As I was perusing some articles ahead of the Fed on Wednesday, I ran across a post documenting a bold bet on Treasury yields falling to 2.60% by late August.

That would represent a pretty notable rally and I wanted to put that in the context of the three recent "flash" rallies we've seen in USTs.

That effort leads naturally to a discussion of flash crashes and flash "smashes" (if you will) more generally.

There's a ton of new research out recently on this subject and I wanted to touch on some of it here to make a series of points about liquidity provision and fragility in modern markets.

Well, we got the Fed today, and the message was hawkish. But I don't want to talk about that here.

Or actually, I do want to talk about it, but only tangentially.

As I was pondering what I wanted to write about in my daily column for Dealbreaker, I ran across a Bloomberg article detailing what, all told, amounts to a $75 million options bet on 10-year Treasury yields falling to 2.60% by the end of August.

That would be notable on its own considering 10-year yields were at their highest levels since 2011 just weeks ago, but it was all the more notable considering the bets were placed on Monday, Tuesday and Wednesday. In other words, they were placed ahead of the Fed.

It should go without saying that those bets run counter to the massive spec short in TY:

(Bloomberg)

> _Extracted information_
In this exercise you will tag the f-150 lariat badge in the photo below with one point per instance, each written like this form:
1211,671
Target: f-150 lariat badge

* * *

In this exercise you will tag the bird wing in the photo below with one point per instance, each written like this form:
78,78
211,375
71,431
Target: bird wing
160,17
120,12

...

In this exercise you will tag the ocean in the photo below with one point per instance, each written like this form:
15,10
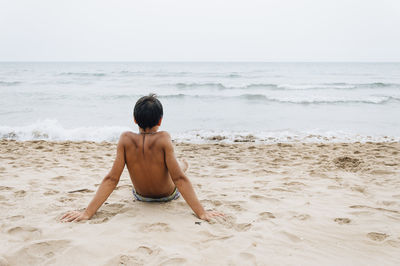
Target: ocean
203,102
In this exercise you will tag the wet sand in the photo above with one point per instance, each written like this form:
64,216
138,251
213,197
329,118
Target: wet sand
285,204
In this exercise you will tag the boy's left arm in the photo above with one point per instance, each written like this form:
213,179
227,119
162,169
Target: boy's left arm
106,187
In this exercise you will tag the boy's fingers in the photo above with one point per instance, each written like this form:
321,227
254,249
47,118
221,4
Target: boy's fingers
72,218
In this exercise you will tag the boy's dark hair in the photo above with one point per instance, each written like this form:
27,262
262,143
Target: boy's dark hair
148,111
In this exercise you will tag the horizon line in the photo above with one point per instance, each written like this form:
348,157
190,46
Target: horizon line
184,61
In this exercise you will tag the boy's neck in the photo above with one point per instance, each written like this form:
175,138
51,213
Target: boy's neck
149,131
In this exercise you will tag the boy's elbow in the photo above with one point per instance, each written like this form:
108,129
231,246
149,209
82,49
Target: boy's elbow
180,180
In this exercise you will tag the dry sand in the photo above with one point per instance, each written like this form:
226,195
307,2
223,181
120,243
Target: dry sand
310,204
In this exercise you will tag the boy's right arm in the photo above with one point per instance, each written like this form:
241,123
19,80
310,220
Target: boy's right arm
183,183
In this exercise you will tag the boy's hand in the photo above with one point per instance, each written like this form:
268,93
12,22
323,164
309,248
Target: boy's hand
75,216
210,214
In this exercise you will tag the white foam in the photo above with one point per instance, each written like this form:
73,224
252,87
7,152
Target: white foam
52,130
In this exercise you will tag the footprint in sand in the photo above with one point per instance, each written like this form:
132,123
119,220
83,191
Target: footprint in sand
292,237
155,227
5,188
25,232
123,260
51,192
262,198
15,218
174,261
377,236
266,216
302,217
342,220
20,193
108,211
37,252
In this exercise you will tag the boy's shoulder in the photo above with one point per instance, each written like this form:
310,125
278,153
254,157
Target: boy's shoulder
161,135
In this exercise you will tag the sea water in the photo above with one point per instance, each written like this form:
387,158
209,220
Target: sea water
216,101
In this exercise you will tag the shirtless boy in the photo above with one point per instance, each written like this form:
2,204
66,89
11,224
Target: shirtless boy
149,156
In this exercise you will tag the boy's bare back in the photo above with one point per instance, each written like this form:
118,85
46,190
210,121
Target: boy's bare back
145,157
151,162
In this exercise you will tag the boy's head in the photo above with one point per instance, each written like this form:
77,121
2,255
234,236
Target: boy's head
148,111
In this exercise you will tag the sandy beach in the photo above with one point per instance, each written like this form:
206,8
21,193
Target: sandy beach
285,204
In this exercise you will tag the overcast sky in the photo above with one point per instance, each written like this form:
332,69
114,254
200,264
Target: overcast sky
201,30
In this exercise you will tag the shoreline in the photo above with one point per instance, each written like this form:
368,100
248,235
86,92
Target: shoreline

> _To do_
• a. Retype the passage on Treasury yield bets from "That effort leads" up to and including "in modern markets.".
• b. Write what comes next in the piece on Treasury yield bets, picking up after its final line.

> _Task answers_
• a.
That effort leads naturally to a discussion of flash crashes and flash "smashes" (if you will) more generally.

There's a ton of new research out recently on this subject and I wanted to touch on some of it here to make a series of points about liquidity provision and fragility in modern markets.

• b.
In my Wednesday post for Dealbreaker I basically expanded on what Bloomberg suggested in their post detailing the trades. Namely that it's possible traders are betting on some manner of exogenous shock forcing a Fed relent or, perhaps more to the point, on something like political turmoil in Italy, an escalation in trade tensions and/or emerging market turmoil catalyzed by a hawkish Fed sparking a flight to safety that would manifest itself in demand for Treasurys (TLT).

Clearly, there are all manner of other explanations, but considering the circumstances (i.e., considering recent Fed-related volatility in EM and the distinct possibility that the ECB is about tip their hand when it comes to slapping a sell-by date on the asset purchases that have helped to keep a lid on periphery yields and spreads for years), it's at least plausible to suggest that sizable bullish bets on Treasurys are an expression of a someone's view that a meaningful risk-off episode is in the cards over the next couple of months.

That reminded me of last Thursday, when a leg lower (weaker) in the Brazilian real triggered a "flash rally" in U.S. Treasurys. I documented that on my site and then at length in these pages in a post called "Hang 'EM High: Fed Watches As The Emerging World Burns". Here's the chart:

(Heisenberg)

As I noted in the Dealbreaker post mentioned above, Bloomberg's account of the BRL plunge detailed the extent to which dollar offers “vanished” on the local futures market last Thursday. The market witnessed “a total absence of USD sellers” on multiple occasions, to quote Bloomberg again.

While there were factors at play there that are unique to BRL, what's interesting is how quickly it morphed into the "flash rally" in Treasurys shown above and clearly evident in a 10-year yield chart:

(Heisenberg)

That came just a little over a week after liquidity disappeared completely for Italian bonds amid acute concerns about the prospect of new elections. That same day, U.S. Treasurys rallied the most since Brexit and German bund yields plunged in what amounted to a 7-standard deviation move:

(Source: Citi Research)

That episode is what ultimately blew up Bill Gross, and if you don't like the hyperbole there, then suffice to say his Janus Henderson Global Unconstrained Bond Fund suffered its worst day since inception as the spread between U.S. Treasury yields and German bund yields ballooned further to fresh multi-decade wides.

(Heisenberg)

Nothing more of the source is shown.